**KERJAKAN BERIKUT INI**
1 – Sebutkan semua ajaran yang dipercayai agama Hindu di Bali menurut teks tentang kebudayaan Bali, masing-masing dengan nama istilahnya.
2 – Kutiplah bagian teks tentang kebudayaan Bali antara "Tempat untuk melakukan" dan "sistem tanggalanya sendiri-sendiri.", termasuk keduanya.

**KUTIPAN SUMBER**
================================

Rabu, 22 Oktober 2014

KEBUDAYAAN BALI

22 Oktober 2014
sumber : http://oviefendi.wordpress.com
Kebudayaan Bali

1.     Sistem kepercayaan
            Mayoritas masyarakat bali adalah beragama Hindu. Dalam kehidupan beragama, masyarakat bali yang beragama Hindu percaya adanya satu tuhan dalam bentuk Trimurti yang Esa yaitu Brahmana (yang menciptakan), Wisnu (yang melindung dan memelihara), dan siwa (yang merusak). Selain itu masyarakat bali juga percaya kepada berbagai Dewa yana lain yang kedudukannya yang lebih rendah dari Trimurti, seperti dewa Wahyu (dewa angin), dan Dewa Indra (dewa perang). Agama Hindu di Bali juga mempercayai adanya roh abadi (Otman), buah dari setiap perbuatan (Karmapala), kelahiran kembali dari jiwa (Punarbawa) dan kebebasan jiwa (moksa), semua ajaran-ajaran itu berada di kitab Wedha.
            Tempat untuk melakukan persembahyangan (ibadah) agama Hindu di Bali dinamakan Pura atau Sangeh. Tempat ibadah ini berupa sekelompok bangunan-bangunan suci yang sifatnya berbeda-beda. Ada yang bersifat umum seperti Pura desa dan ada yang sifatnya khusus yaitu Pura keluarga. Di bali terdapat beribu-ribu pura atau sangeh yang masing-masing pura tersebut mempunyai hari upacara (hari perayaan) tertentu sesuai denga perayaan leluhur mereka yang telah ditentukan oleh sistem tanggalanya sendiri-sendiri.
            Upacara tradisional khas Bali yang mempunyai daya tarik bagi wisatawan adalah upacara Ngaben. Ngaben adalah upacara pembalkaran mayat di Bali. Dengan demikian, setiap orang yang sudah meninggal tidak cikubur melainka dibakar. Upacara  ini memerlukan biaya yang cukup besar, dan biasanya dilakukan oleh orang-orang yang mampu saja. Sebalum dibakar terlebih dahulu orang yang meninggal diletakan di sebuah tandu panjang (seperti keranda), kemudian dibawa ketempat pembakaran. Tandu ini biasanya diangkat oleh empat sampai delapan orang yang merupakan kerabat atau saudara dekat dari orang yang meninggal. Dalam perjalanan pengiring mengucapkan puji-pujian dan nyanyian sebagai pemujaan yang dipimpin oleh pemangku setelah sampai di tempat pembakaran, sebelum masuk pintu, tandu tersebut diputar-putar sebanyak tiga kali, sebagai tanda penghormatan dan izin untuk memasuki tempat pembakaran. Setelah dibakar, kemudian abu tersebut di buang kelaut, ada juga yang disimpan di tempat khusus.
            Selain upacara Ngaben, ada juga upacara lain seperti upacara hariraya Nyepi, Ngebak Geni, Hari Raya Kuningan, Hari raya Galungan, dll.

================================

**DATA TERSEDIA**
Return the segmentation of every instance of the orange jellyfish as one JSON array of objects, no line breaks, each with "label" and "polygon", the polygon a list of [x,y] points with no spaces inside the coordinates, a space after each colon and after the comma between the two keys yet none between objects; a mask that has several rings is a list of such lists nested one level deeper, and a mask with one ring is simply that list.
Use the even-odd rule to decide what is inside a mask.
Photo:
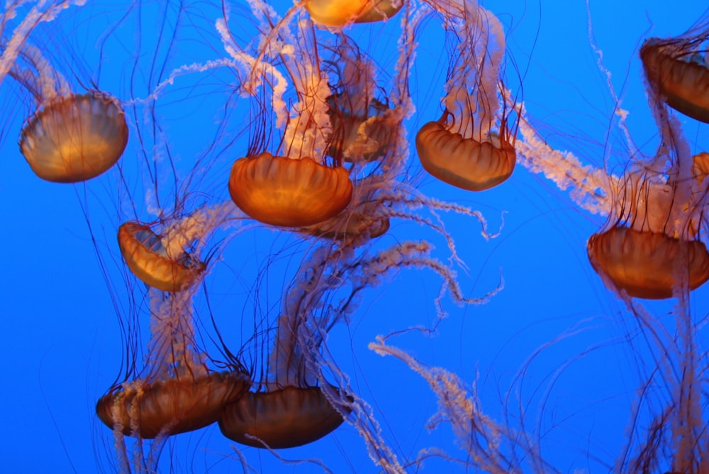
[{"label": "orange jellyfish", "polygon": [[667,105],[692,118],[709,123],[709,67],[702,43],[709,30],[679,38],[647,40],[640,58],[652,88]]},{"label": "orange jellyfish", "polygon": [[[310,295],[301,296],[311,300]],[[317,386],[316,371],[307,364],[305,353],[318,351],[322,336],[316,331],[323,328],[313,327],[316,319],[307,310],[296,311],[294,315],[279,319],[268,378],[257,384],[255,391],[225,407],[219,428],[227,438],[256,448],[294,448],[327,436],[345,421],[343,412],[349,409],[335,408],[325,395],[340,399],[340,392],[329,384]],[[308,331],[313,332],[305,336]],[[303,337],[313,346],[301,348],[299,339]]]},{"label": "orange jellyfish", "polygon": [[459,38],[446,83],[440,119],[416,134],[423,168],[441,181],[470,191],[489,189],[515,168],[515,133],[504,111],[499,132],[500,74],[505,49],[502,25],[476,2],[450,2],[442,12]]},{"label": "orange jellyfish", "polygon": [[238,363],[231,363],[233,370],[228,372],[207,368],[207,356],[197,350],[191,294],[171,293],[163,299],[151,291],[152,337],[145,368],[132,380],[127,377],[114,385],[96,407],[119,444],[123,435],[164,438],[211,424],[250,385]]},{"label": "orange jellyfish", "polygon": [[618,204],[587,249],[596,271],[630,296],[669,298],[681,284],[694,290],[709,280],[709,252],[698,239],[707,196],[701,156],[688,170],[696,179],[639,170],[614,186]]},{"label": "orange jellyfish", "polygon": [[404,0],[308,0],[306,10],[316,23],[344,26],[349,23],[372,23],[390,18]]},{"label": "orange jellyfish", "polygon": [[174,257],[150,226],[126,222],[118,228],[118,246],[126,265],[146,285],[165,292],[191,285],[206,265],[182,249]]},{"label": "orange jellyfish", "polygon": [[64,77],[28,43],[19,59],[9,74],[38,105],[23,126],[19,143],[35,174],[54,182],[78,182],[115,165],[128,139],[118,101],[99,91],[74,94]]},{"label": "orange jellyfish", "polygon": [[[267,74],[274,76],[273,111],[277,126],[284,127],[284,136],[276,155],[262,148],[250,150],[246,158],[234,162],[229,193],[239,209],[257,221],[301,227],[333,217],[345,209],[352,197],[352,184],[339,160],[328,164],[325,159],[330,129],[326,101],[330,88],[320,69],[313,23],[304,20],[294,32],[286,31],[287,25],[276,24],[281,29],[272,34],[284,41],[292,35],[297,38],[294,48],[286,52],[274,50],[269,43],[260,55],[280,57],[293,81],[297,99],[289,112],[282,97],[286,89],[285,79],[270,65],[257,63],[247,72],[249,80],[257,82],[251,85],[249,80],[245,81],[245,88],[251,90],[263,85]],[[242,61],[246,55],[230,52]],[[271,116],[265,111],[262,113],[264,117]],[[257,147],[262,147],[265,140],[255,141]]]}]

================================

**PEMBAHASAN SOAL**
1 –
- Roh abadi (Otman)
- Buah dari setiap perbuatan (Karmapala)
- Kelahiran kembali dari jiwa (Punarbawa)
- Kebebasan jiwa (moksa)

2 –
Tempat untuk melakukan persembahyangan (ibadah) agama Hindu di Bali dinamakan Pura atau Sangeh. Tempat ibadah ini berupa sekelompok bangunan-bangunan suci yang sifatnya berbeda-beda. Ada yang bersifat umum seperti Pura desa dan ada yang sifatnya khusus yaitu Pura keluarga. Di bali terdapat beribu-ribu pura atau sangeh yang masing-masing pura tersebut mempunyai hari upacara (hari perayaan) tertentu sesuai denga perayaan leluhur mereka yang telah ditentukan oleh sistem tanggalanya sendiri-sendiri.